— Begin Material provided —

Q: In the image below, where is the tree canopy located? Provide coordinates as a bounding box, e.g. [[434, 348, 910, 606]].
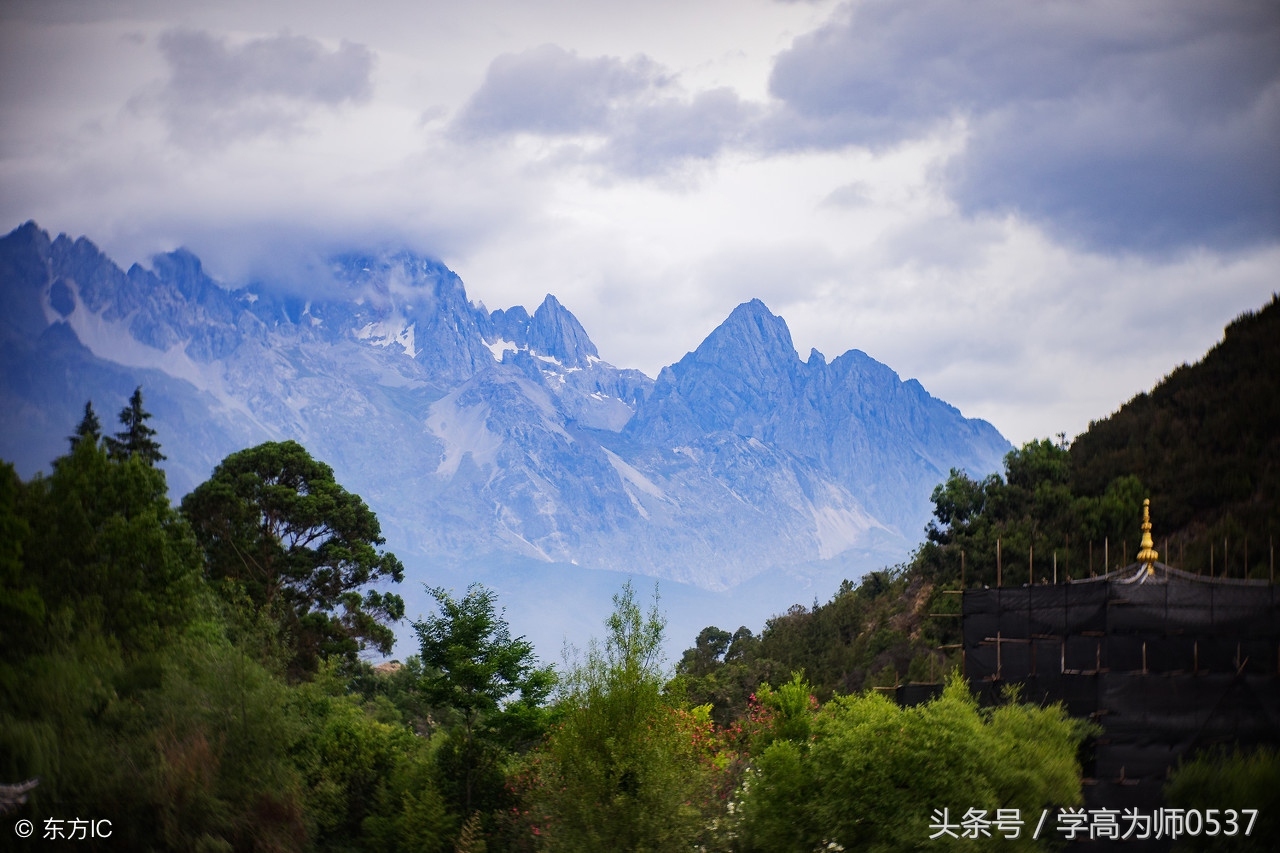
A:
[[103, 386, 165, 465], [182, 441, 404, 671]]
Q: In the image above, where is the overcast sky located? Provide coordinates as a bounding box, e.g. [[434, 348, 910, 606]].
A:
[[0, 0, 1280, 443]]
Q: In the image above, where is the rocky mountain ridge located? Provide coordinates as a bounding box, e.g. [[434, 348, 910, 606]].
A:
[[0, 223, 1009, 589]]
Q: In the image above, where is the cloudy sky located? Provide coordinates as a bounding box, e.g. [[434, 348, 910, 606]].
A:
[[0, 0, 1280, 442]]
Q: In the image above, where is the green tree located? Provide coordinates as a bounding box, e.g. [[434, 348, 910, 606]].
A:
[[741, 676, 1088, 853], [67, 400, 102, 450], [182, 441, 404, 674], [103, 386, 165, 465], [0, 462, 45, 676], [1165, 747, 1280, 853], [19, 422, 201, 653], [413, 584, 554, 815], [532, 581, 708, 850]]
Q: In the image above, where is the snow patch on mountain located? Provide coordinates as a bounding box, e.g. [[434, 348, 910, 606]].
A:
[[484, 338, 520, 364], [426, 391, 502, 479], [353, 313, 421, 359]]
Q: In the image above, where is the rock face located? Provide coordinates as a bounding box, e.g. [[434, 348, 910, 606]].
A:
[[0, 223, 1009, 589]]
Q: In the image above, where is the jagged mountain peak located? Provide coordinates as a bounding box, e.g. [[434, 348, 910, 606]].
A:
[[489, 293, 600, 368], [0, 216, 1007, 588], [529, 293, 600, 368], [691, 300, 800, 379]]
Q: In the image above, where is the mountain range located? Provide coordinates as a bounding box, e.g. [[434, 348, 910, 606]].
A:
[[0, 223, 1010, 650]]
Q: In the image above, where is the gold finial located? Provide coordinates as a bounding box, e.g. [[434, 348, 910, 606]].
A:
[[1138, 498, 1160, 574]]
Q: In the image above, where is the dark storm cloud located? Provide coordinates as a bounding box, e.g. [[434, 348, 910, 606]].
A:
[[454, 45, 759, 175], [763, 0, 1280, 251], [160, 29, 374, 145]]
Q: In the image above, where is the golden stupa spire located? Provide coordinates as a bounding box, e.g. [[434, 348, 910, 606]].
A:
[[1138, 498, 1160, 574]]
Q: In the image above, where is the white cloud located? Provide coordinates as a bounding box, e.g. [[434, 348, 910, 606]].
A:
[[0, 0, 1280, 450]]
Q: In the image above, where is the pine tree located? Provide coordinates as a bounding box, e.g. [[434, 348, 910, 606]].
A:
[[106, 386, 166, 465], [67, 400, 102, 450]]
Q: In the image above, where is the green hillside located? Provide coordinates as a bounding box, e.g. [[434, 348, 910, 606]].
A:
[[678, 297, 1280, 706], [1071, 297, 1280, 570]]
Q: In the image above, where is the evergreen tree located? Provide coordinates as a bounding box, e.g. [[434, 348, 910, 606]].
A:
[[104, 386, 165, 465], [67, 400, 102, 450], [182, 442, 404, 675]]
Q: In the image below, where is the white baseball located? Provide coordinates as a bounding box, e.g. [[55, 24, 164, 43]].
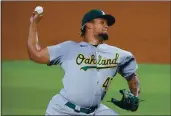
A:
[[34, 6, 43, 15]]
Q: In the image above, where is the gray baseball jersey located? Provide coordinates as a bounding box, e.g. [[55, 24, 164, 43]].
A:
[[48, 41, 137, 107]]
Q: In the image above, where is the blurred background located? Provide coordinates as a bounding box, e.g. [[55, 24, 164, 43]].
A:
[[1, 1, 171, 115]]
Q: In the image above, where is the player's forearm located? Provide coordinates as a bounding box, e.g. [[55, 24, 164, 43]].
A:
[[127, 74, 140, 97], [27, 23, 40, 59]]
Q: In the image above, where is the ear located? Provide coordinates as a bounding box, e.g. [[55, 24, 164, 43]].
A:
[[86, 22, 93, 29]]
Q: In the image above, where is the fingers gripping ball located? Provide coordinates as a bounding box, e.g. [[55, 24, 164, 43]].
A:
[[34, 6, 43, 16]]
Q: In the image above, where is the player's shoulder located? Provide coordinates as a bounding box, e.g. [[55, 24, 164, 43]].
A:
[[101, 44, 133, 56]]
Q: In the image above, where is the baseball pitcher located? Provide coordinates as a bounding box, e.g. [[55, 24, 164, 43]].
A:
[[27, 9, 140, 115]]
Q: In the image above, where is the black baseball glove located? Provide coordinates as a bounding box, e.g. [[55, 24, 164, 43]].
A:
[[110, 89, 140, 112]]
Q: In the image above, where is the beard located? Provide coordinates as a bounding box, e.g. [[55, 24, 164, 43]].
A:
[[97, 33, 108, 40]]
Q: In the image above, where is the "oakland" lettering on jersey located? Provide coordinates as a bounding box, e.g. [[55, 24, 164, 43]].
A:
[[76, 53, 119, 71]]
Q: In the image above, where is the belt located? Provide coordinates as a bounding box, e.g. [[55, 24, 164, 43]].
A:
[[65, 102, 98, 114]]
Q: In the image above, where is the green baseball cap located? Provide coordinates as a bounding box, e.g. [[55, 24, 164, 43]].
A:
[[82, 9, 115, 28]]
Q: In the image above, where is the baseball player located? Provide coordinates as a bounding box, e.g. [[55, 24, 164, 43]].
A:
[[27, 9, 140, 115]]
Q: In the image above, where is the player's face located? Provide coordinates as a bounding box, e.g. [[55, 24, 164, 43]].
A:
[[92, 18, 108, 40]]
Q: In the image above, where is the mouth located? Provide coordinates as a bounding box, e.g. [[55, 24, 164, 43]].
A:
[[102, 30, 108, 33]]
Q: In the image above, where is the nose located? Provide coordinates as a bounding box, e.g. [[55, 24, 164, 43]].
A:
[[105, 24, 109, 29]]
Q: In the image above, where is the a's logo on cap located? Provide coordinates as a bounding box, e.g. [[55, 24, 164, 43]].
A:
[[102, 11, 105, 15]]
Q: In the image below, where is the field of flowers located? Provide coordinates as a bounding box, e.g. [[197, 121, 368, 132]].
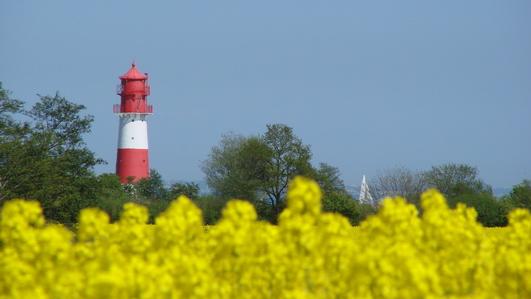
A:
[[0, 177, 531, 298]]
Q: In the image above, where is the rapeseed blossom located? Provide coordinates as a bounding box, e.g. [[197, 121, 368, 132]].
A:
[[0, 177, 531, 298]]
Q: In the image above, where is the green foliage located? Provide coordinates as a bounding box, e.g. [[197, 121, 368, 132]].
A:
[[322, 192, 376, 225], [193, 195, 227, 225], [509, 180, 531, 210], [0, 85, 102, 223], [135, 169, 168, 201], [448, 192, 509, 226], [423, 163, 492, 197], [91, 173, 129, 221], [169, 182, 200, 200], [203, 124, 324, 221]]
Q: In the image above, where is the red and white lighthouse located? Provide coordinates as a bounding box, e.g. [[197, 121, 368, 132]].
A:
[[113, 63, 153, 183]]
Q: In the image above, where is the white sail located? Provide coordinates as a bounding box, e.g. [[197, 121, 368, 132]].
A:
[[359, 175, 374, 205]]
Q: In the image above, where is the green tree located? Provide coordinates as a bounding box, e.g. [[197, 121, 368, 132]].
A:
[[90, 173, 129, 221], [448, 192, 508, 226], [259, 124, 314, 218], [508, 180, 531, 210], [313, 163, 348, 197], [422, 163, 492, 197], [0, 89, 103, 223], [135, 169, 168, 201], [169, 182, 199, 199], [203, 124, 315, 219], [202, 134, 269, 202]]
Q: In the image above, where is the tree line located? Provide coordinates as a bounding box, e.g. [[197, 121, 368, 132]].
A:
[[0, 82, 531, 226]]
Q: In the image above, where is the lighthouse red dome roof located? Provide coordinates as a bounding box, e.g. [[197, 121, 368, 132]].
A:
[[120, 63, 147, 80]]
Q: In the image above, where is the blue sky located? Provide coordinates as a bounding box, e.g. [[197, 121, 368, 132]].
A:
[[0, 0, 531, 187]]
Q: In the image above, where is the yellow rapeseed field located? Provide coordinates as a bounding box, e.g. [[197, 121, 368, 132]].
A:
[[0, 177, 531, 299]]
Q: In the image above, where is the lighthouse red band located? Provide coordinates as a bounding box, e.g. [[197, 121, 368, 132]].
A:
[[113, 64, 153, 183]]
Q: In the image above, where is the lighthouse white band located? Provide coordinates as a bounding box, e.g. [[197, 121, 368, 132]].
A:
[[118, 113, 148, 149]]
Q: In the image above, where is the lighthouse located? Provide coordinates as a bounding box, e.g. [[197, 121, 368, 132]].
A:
[[113, 63, 153, 183]]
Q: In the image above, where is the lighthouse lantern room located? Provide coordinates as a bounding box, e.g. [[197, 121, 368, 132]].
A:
[[113, 63, 153, 183]]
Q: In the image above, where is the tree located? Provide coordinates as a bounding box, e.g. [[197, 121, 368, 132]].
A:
[[202, 124, 315, 219], [260, 124, 313, 215], [313, 163, 348, 197], [370, 167, 426, 206], [448, 192, 509, 226], [202, 134, 269, 202], [508, 180, 531, 210], [135, 169, 168, 202], [169, 183, 199, 199], [90, 173, 129, 221], [423, 163, 492, 197], [0, 89, 103, 223]]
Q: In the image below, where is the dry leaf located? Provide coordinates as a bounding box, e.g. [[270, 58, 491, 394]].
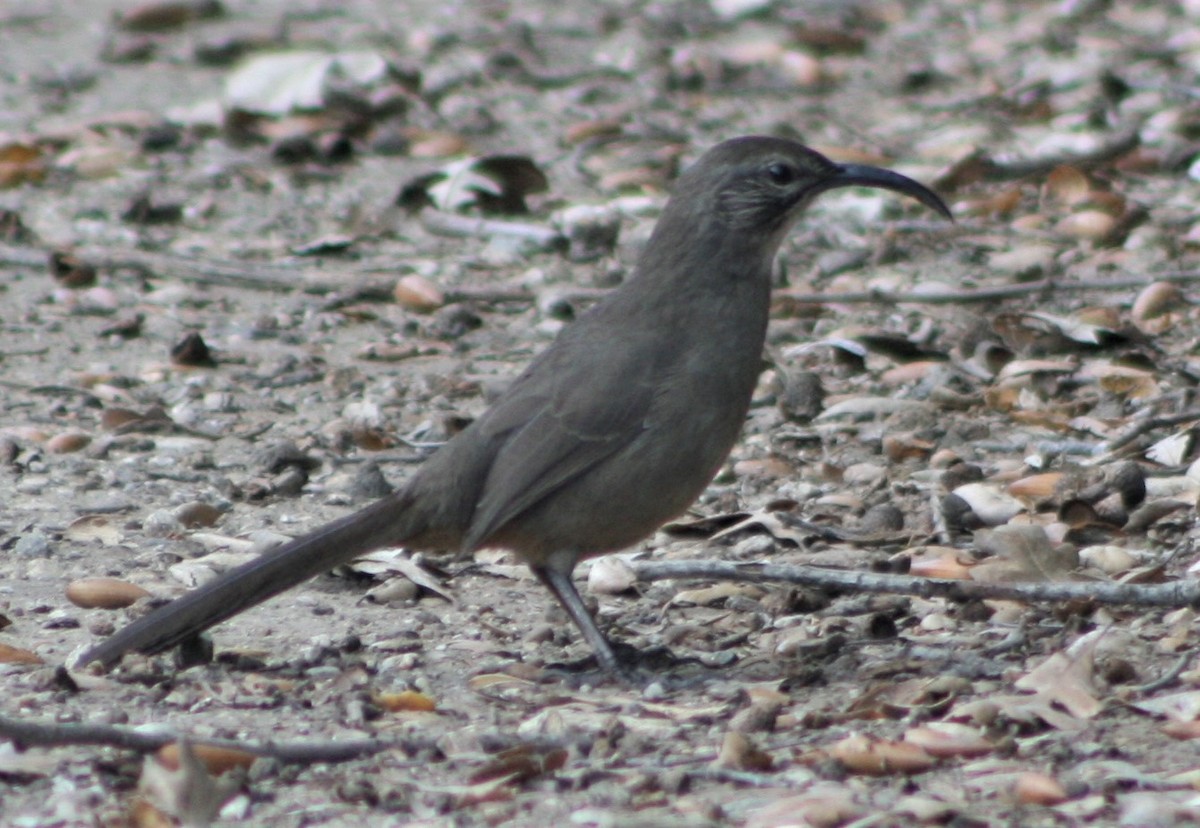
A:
[[66, 578, 150, 610], [1016, 636, 1104, 719], [829, 736, 937, 776]]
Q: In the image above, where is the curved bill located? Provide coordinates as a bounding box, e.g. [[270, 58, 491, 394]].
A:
[[821, 164, 954, 221]]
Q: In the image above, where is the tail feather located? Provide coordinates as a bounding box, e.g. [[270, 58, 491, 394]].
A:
[[76, 493, 424, 666]]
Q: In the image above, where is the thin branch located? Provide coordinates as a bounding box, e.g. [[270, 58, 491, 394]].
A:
[[775, 270, 1200, 305], [634, 560, 1200, 607], [0, 716, 427, 764]]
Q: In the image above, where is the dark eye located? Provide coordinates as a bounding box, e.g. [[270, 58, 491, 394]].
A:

— End Material provided —

▶ Given exercise:
Retype the records from the line with "Q: In the image below, where is the dry" through the end of the records, leaving the pictures out.

▶ Result:
Q: In the image below, where is the dry leaf located? Provide coordinates as a bounding box, e.g. [[270, 58, 491, 394]].
A:
[[66, 578, 150, 610], [1016, 636, 1104, 719], [829, 736, 937, 776]]
Q: In the image above, where is the curved bill located? Provide coordinates as a bounding box, e.g. [[270, 58, 491, 394]].
A:
[[821, 164, 954, 221]]
Q: In the image above, where is the tail feather located? Provide coordinates as a bounding box, e.g. [[270, 58, 491, 394]].
A:
[[76, 493, 424, 666]]
Q: In the image above, where is the thin branch located? Provide coordinates as a bounding box, e.g. [[270, 58, 491, 394]].
A:
[[775, 270, 1200, 305], [634, 560, 1200, 607], [0, 716, 427, 764]]
Q: In the image above, where is the dark eye located? Provide coordinates as a bounding box, e.g. [[270, 58, 491, 394]].
A:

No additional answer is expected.